-------- SUPPLIED RECORDS --------

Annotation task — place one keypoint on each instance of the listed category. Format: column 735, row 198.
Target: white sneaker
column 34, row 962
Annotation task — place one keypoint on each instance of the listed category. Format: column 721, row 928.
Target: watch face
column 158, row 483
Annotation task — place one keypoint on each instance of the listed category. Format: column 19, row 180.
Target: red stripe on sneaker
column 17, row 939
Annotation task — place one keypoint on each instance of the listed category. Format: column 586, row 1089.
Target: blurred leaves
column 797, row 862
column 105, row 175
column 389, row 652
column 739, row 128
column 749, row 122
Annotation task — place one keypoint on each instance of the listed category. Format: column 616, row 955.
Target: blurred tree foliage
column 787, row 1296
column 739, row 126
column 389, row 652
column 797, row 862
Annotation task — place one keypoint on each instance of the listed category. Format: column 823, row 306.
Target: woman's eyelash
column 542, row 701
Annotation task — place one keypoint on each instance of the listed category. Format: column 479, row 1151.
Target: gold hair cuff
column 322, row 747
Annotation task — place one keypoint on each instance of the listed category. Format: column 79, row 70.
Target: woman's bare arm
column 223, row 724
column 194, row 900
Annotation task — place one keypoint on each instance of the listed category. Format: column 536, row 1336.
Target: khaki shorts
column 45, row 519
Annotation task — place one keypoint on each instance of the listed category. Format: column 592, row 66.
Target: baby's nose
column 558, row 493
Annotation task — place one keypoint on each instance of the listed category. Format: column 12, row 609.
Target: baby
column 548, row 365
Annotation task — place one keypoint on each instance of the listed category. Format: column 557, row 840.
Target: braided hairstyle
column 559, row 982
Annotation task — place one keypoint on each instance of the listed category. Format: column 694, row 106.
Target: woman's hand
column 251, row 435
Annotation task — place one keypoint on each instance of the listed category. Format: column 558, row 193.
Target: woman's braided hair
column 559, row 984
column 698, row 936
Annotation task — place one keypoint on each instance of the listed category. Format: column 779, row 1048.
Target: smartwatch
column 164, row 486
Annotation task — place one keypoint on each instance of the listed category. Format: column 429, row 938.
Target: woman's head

--------

[PROBLEM REQUIREMENTS] Return every line of the listing above with each character unchanged.

[OUTPUT BELOW]
Annotation task — place one keypoint on each instance of the listed category. Format: column 735, row 198.
Target: white sneaker
column 34, row 962
Annotation task — place one keypoint on each instance of the listed category. Format: column 721, row 928.
Target: watch face
column 158, row 483
Annotation task — place one keypoint on each instance of the listed category. Format: column 19, row 180.
Target: red stripe on sneaker
column 17, row 939
Annotation task — place one keypoint on each instance of the listed category. Format: column 586, row 1089.
Target: blurred leaves
column 797, row 862
column 105, row 175
column 389, row 652
column 739, row 128
column 749, row 122
Annotation task — place one keypoint on each instance of the listed category. Format: column 616, row 955.
Target: blurred tree foliage
column 787, row 1296
column 739, row 126
column 389, row 652
column 797, row 862
Annotation task — place one keypoint on each instance of the listed category. Format: column 823, row 306.
Target: woman's eyelash
column 542, row 701
Annotation task — place one keypoint on each instance of the listed category. Format: column 479, row 1151.
Target: gold hair cuff
column 322, row 747
Annotation task — place one keypoint on each instance of the listed category. Format: column 79, row 70.
Target: woman's bare arm
column 223, row 724
column 194, row 900
Annotation task — place one keypoint on each instance of the listed category. Format: column 536, row 1336.
Target: khaki shorts
column 45, row 519
Annotation task — place one keypoint on each instance of the listed category. Format: column 592, row 66.
Target: baby's nose
column 558, row 493
Annotation task — place one keypoint on each instance of the listed category. Format: column 12, row 609.
Target: baby
column 548, row 365
Annotation task — place one keypoint on each instance of the listed category. Format: column 557, row 840.
Target: braided hairstyle
column 559, row 982
Annotation task — place one keypoint on each instance of the listed category. Format: column 694, row 106.
Target: woman's hand
column 251, row 435
Annotation task — place one keypoint on each instance of the listed category. Format: column 558, row 193.
Target: woman's braided hair
column 559, row 984
column 698, row 936
Annotation task — place one keypoint on each instance of the listed category. Format: column 779, row 1048.
Target: smartwatch
column 164, row 486
Annotation task — place one keypoint on each instance of the listed category. Format: column 429, row 938.
Target: woman's head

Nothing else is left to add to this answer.